*AIM OF THE EXERCISE:* Please lay out the data below as a numbered list, from the line with "Task: indicate one point on every instance of the hazy" to the final line, both included, omitting blank lines and the pictures.

....................

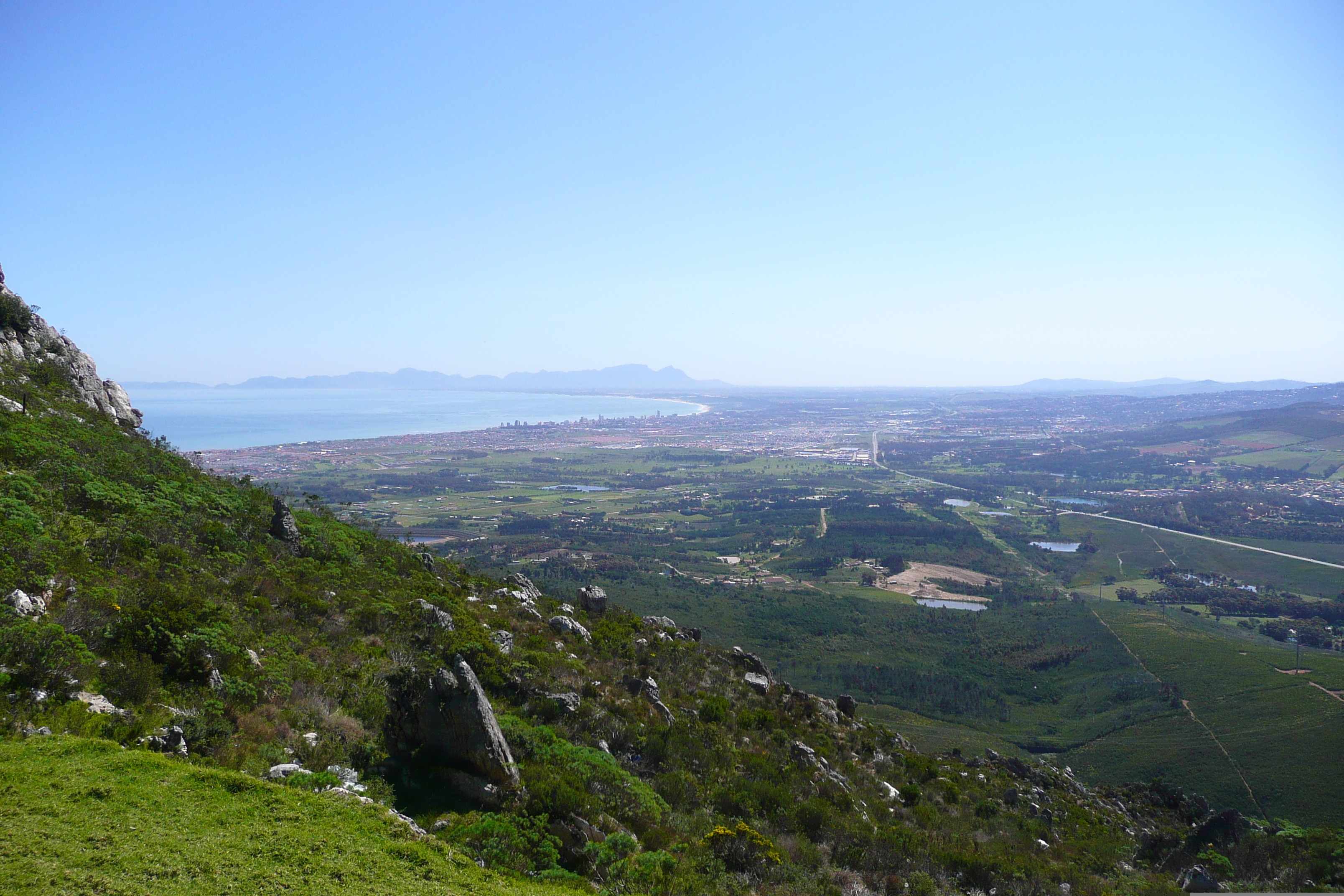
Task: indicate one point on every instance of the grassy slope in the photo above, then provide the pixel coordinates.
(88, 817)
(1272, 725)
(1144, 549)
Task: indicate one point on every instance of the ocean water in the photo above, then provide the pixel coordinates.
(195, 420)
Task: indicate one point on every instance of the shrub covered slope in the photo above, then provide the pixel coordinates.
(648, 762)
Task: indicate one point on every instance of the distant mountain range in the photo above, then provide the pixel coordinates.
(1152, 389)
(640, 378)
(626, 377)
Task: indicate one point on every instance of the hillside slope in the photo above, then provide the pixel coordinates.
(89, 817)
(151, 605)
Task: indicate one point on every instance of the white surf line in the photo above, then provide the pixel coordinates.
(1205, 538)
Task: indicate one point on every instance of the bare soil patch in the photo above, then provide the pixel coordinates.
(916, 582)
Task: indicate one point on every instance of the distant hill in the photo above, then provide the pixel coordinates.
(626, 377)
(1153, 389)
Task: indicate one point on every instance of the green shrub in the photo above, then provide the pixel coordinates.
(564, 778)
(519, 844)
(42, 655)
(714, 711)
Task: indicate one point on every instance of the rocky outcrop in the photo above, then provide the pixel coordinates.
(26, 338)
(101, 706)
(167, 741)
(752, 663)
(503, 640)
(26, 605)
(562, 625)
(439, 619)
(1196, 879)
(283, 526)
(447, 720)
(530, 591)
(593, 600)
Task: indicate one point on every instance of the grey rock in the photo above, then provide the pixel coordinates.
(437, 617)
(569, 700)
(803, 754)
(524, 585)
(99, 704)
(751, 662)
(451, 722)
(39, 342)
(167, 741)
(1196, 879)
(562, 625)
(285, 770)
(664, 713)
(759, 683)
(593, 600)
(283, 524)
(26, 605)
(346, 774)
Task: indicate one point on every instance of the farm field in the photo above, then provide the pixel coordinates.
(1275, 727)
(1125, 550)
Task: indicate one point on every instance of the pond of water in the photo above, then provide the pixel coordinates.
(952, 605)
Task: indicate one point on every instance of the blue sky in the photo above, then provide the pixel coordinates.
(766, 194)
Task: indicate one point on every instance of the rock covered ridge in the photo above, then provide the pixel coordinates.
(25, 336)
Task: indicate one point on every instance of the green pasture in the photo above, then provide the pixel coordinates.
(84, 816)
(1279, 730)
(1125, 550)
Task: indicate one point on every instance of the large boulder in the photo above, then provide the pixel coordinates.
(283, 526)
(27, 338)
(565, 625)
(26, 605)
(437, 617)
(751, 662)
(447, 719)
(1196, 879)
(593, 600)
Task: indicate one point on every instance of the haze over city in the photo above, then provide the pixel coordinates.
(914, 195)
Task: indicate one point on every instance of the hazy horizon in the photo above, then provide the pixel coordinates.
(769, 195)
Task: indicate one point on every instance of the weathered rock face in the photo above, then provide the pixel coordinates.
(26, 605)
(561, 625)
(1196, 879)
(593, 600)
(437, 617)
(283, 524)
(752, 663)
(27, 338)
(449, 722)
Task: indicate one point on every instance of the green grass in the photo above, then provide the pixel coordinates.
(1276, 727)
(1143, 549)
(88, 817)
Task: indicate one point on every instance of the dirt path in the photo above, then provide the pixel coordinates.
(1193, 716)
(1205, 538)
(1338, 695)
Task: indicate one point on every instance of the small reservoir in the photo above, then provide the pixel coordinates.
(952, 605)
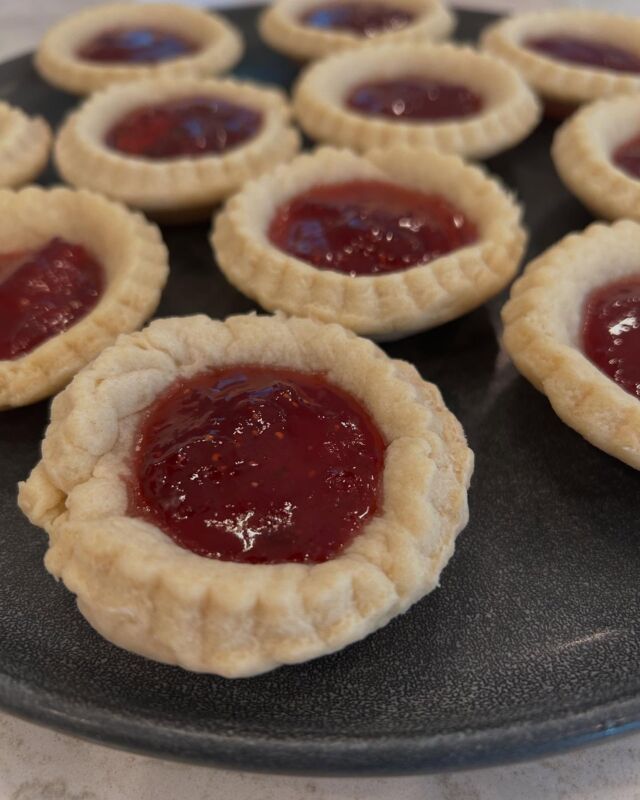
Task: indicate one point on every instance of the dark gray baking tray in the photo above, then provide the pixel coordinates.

....................

*RESULT FOR THIS EXERCISE:*
1. Task: indicate one point on every instance of the hazy horizon in the photo above, then provide the pixel coordinates.
2. (769, 195)
3. Task: indicate one point on every instance of the weathered rock face in the photo above, then provide the pixel coordinates.
4. (26, 605)
5. (561, 625)
6. (1196, 879)
7. (593, 600)
8. (437, 617)
9. (283, 524)
10. (752, 663)
11. (27, 338)
12. (449, 722)
13. Task: indicate one point on every instance of the green grass in the photo above, then provide the pixel coordinates.
14. (1276, 727)
15. (1143, 549)
16. (88, 817)
17. Task: indicate one point on every instance of the dirt path in the photo above, then provide the pixel coordinates.
18. (1193, 716)
19. (1205, 538)
20. (1338, 695)
21. Task: indicate one point on every instance of the small reservoir in the photo above, then provide the pixel coordinates.
22. (952, 605)
23. Task: indicate one point on every instance of the dark gray baking tray in the photo above, then provide the pixel coordinates.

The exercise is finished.